■ WORK ORDER:
Go through the data and report each line that holds the string "binder".

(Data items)
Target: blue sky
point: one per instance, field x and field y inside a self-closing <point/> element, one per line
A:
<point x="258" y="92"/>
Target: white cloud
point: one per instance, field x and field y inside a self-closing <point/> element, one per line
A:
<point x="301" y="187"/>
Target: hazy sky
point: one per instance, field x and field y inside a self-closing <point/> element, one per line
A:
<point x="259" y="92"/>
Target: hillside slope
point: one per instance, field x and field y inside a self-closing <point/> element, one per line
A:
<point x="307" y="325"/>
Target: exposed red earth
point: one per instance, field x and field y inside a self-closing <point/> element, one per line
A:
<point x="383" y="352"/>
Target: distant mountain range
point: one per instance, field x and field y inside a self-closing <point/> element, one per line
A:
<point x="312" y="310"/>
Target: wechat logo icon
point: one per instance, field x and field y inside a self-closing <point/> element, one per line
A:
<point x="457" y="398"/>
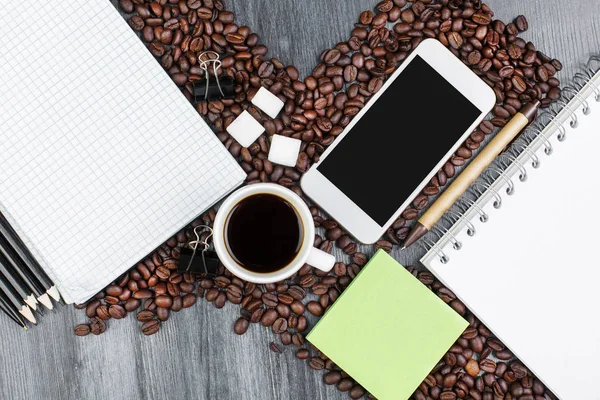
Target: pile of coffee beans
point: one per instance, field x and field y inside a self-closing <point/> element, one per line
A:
<point x="317" y="109"/>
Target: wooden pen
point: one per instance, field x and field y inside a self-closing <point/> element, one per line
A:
<point x="472" y="171"/>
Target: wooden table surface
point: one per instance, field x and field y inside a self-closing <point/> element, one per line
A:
<point x="196" y="355"/>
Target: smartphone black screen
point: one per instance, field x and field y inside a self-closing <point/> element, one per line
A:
<point x="399" y="140"/>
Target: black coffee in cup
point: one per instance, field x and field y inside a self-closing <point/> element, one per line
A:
<point x="263" y="233"/>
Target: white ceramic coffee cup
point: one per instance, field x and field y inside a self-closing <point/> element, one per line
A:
<point x="307" y="254"/>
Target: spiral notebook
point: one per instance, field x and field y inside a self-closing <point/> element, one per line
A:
<point x="102" y="158"/>
<point x="530" y="272"/>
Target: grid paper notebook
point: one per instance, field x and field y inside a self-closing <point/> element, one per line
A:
<point x="102" y="158"/>
<point x="531" y="272"/>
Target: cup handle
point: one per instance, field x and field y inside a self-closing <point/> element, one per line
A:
<point x="320" y="259"/>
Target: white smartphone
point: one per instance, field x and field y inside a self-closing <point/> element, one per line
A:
<point x="398" y="141"/>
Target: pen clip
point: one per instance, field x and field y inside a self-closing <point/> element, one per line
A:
<point x="205" y="246"/>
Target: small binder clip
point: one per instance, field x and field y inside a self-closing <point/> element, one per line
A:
<point x="189" y="262"/>
<point x="208" y="89"/>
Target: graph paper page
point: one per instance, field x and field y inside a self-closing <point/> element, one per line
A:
<point x="102" y="158"/>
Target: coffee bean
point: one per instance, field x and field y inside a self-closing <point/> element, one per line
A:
<point x="136" y="22"/>
<point x="116" y="311"/>
<point x="102" y="313"/>
<point x="488" y="365"/>
<point x="314" y="308"/>
<point x="521" y="23"/>
<point x="241" y="326"/>
<point x="97" y="326"/>
<point x="82" y="330"/>
<point x="90" y="310"/>
<point x="270" y="300"/>
<point x="150" y="327"/>
<point x="298" y="339"/>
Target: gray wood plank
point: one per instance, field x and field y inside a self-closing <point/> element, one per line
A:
<point x="196" y="355"/>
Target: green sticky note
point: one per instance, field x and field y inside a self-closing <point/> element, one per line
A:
<point x="387" y="330"/>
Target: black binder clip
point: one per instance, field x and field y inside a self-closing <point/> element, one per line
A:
<point x="189" y="262"/>
<point x="212" y="89"/>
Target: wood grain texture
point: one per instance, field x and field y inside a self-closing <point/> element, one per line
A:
<point x="196" y="355"/>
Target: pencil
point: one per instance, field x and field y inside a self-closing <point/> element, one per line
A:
<point x="13" y="238"/>
<point x="472" y="171"/>
<point x="19" y="266"/>
<point x="11" y="312"/>
<point x="13" y="297"/>
<point x="17" y="283"/>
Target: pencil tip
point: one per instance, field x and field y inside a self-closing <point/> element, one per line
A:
<point x="53" y="291"/>
<point x="31" y="302"/>
<point x="45" y="300"/>
<point x="26" y="312"/>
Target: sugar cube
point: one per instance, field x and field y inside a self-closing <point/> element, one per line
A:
<point x="284" y="150"/>
<point x="245" y="129"/>
<point x="267" y="102"/>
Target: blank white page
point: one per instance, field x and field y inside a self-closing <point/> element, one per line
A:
<point x="102" y="158"/>
<point x="531" y="273"/>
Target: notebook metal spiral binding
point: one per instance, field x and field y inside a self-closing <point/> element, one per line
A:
<point x="512" y="157"/>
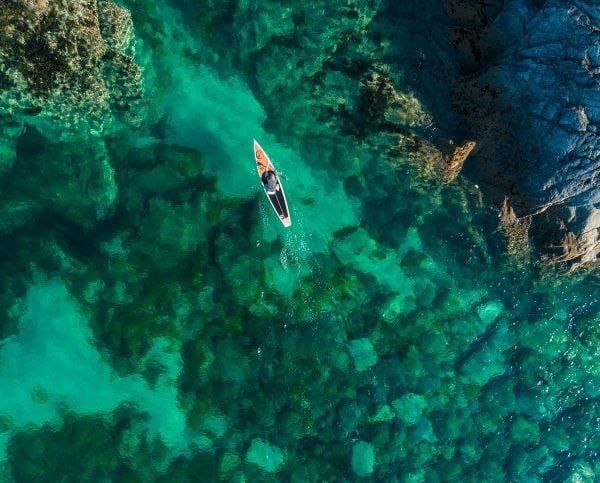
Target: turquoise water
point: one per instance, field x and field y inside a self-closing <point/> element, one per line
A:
<point x="159" y="324"/>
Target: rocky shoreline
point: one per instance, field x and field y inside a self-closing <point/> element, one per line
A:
<point x="530" y="93"/>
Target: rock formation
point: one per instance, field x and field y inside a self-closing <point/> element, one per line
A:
<point x="531" y="96"/>
<point x="68" y="61"/>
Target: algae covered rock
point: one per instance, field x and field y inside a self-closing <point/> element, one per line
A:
<point x="363" y="458"/>
<point x="70" y="61"/>
<point x="363" y="354"/>
<point x="409" y="407"/>
<point x="532" y="100"/>
<point x="266" y="456"/>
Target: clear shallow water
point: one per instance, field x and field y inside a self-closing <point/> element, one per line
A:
<point x="174" y="330"/>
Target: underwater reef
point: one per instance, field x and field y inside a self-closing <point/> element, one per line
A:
<point x="158" y="324"/>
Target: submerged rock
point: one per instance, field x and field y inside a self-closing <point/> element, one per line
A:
<point x="363" y="354"/>
<point x="363" y="458"/>
<point x="268" y="457"/>
<point x="409" y="407"/>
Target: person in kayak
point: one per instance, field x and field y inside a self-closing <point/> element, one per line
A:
<point x="269" y="179"/>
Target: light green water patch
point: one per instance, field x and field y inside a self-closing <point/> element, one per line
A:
<point x="52" y="364"/>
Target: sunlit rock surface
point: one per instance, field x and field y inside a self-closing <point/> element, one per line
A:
<point x="531" y="98"/>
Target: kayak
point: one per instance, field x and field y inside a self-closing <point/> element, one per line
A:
<point x="275" y="193"/>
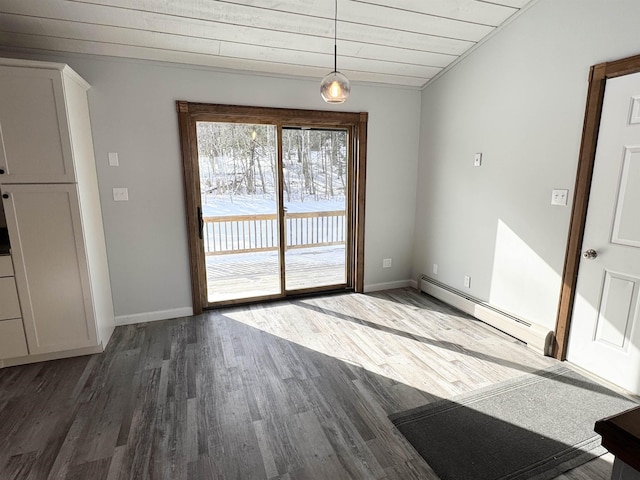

■ EXERCISE SOLUTION:
Target: small binder clip
Target: black binder clip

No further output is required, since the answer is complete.